* [EXERCISE DIRECTIONS] Will you transcribe the entries that follow, exactly and in full?

* [PROVIDED DATA]
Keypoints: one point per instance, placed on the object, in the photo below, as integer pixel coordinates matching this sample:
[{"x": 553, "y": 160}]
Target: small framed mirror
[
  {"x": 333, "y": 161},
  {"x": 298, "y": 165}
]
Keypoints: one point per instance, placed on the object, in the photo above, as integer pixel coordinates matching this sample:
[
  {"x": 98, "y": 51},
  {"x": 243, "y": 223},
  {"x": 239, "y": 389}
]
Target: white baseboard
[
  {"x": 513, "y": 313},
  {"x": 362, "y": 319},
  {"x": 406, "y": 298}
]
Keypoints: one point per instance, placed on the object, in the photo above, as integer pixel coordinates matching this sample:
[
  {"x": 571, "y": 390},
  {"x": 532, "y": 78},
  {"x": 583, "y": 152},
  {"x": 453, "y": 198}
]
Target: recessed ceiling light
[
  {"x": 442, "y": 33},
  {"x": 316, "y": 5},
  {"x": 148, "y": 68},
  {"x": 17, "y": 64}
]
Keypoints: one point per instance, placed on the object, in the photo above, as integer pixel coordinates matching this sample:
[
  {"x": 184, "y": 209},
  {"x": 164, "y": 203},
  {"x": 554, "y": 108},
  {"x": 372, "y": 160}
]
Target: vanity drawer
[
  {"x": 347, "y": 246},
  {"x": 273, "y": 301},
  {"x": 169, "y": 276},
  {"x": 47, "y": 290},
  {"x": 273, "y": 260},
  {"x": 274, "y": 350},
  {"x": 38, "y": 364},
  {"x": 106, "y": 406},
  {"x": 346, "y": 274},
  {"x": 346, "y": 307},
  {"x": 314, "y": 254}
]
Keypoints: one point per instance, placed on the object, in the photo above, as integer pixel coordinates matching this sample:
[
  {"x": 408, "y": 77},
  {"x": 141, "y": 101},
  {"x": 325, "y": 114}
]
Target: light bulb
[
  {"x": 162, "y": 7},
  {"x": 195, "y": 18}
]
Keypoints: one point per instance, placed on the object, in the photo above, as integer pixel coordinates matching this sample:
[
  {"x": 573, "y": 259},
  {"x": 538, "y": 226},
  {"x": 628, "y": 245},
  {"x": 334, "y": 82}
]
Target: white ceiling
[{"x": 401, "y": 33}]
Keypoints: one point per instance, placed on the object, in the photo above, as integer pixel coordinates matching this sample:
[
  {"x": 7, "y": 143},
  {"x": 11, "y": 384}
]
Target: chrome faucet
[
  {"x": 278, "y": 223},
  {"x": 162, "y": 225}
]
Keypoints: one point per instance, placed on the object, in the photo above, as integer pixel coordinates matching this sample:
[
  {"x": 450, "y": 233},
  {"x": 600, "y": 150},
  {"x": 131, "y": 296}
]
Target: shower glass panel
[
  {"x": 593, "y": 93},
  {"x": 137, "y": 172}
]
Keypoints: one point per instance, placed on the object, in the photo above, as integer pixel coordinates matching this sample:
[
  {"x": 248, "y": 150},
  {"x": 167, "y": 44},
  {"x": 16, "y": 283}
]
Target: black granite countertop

* [TASK RESPONSE]
Keypoints: one point per instance, placed on the object, in the photo below, as integer pixel coordinates matching this sample:
[{"x": 553, "y": 160}]
Target: small framed mirror
[
  {"x": 333, "y": 161},
  {"x": 298, "y": 165}
]
Keypoints: one point per instance, placed on the object, in the photo above, as integer pixel coordinates matching this sample:
[
  {"x": 98, "y": 51},
  {"x": 243, "y": 223},
  {"x": 239, "y": 389}
]
Target: white baseboard
[
  {"x": 513, "y": 313},
  {"x": 362, "y": 319},
  {"x": 406, "y": 298}
]
Keypoints: one point per instance, placed on the object, in the photo above, as integer pixel coordinates matching this sample:
[
  {"x": 571, "y": 390},
  {"x": 532, "y": 78},
  {"x": 583, "y": 152},
  {"x": 453, "y": 198}
]
Target: recessed ceiling light
[
  {"x": 442, "y": 33},
  {"x": 316, "y": 5},
  {"x": 148, "y": 68},
  {"x": 17, "y": 64}
]
Keypoints: one point per instance, placed on the object, in the photo above, as integer pixel coordinates matching this sample:
[
  {"x": 184, "y": 209},
  {"x": 164, "y": 203},
  {"x": 554, "y": 108},
  {"x": 372, "y": 160}
]
Target: vanity drawer
[
  {"x": 347, "y": 246},
  {"x": 273, "y": 301},
  {"x": 169, "y": 276},
  {"x": 47, "y": 290},
  {"x": 273, "y": 260},
  {"x": 274, "y": 350},
  {"x": 38, "y": 364},
  {"x": 106, "y": 406},
  {"x": 346, "y": 274},
  {"x": 346, "y": 307},
  {"x": 314, "y": 254}
]
Keypoints: one point per instance, placed on the object, in the photo above, as integer pixel coordinates matching this sample:
[
  {"x": 408, "y": 77},
  {"x": 141, "y": 101},
  {"x": 325, "y": 114}
]
Target: light bulb
[
  {"x": 162, "y": 7},
  {"x": 195, "y": 18}
]
Keypoints: one point per instance, placed on the object, in the photo above, as integer pixel coordinates matching this sample:
[
  {"x": 573, "y": 259},
  {"x": 538, "y": 226},
  {"x": 628, "y": 245},
  {"x": 334, "y": 82}
]
Target: white ceiling
[{"x": 401, "y": 33}]
Keypoints: one point per instance, placed on the object, in the photo above, as integer pixel coordinates matching this sample:
[
  {"x": 7, "y": 143},
  {"x": 11, "y": 384}
]
Target: chrome faucet
[
  {"x": 278, "y": 223},
  {"x": 162, "y": 225}
]
Keypoints: one point per instance, placed on the object, in the photo above, as integer pixel coordinates matching this sample:
[
  {"x": 450, "y": 233},
  {"x": 600, "y": 150},
  {"x": 131, "y": 296}
]
Target: shower glass panel
[
  {"x": 593, "y": 93},
  {"x": 137, "y": 172}
]
Keypoints: one point per instance, placed on the object, in the photo above, as integer pixel coordinates matching this sample:
[
  {"x": 248, "y": 150},
  {"x": 167, "y": 44},
  {"x": 16, "y": 283}
]
Target: black granite countertop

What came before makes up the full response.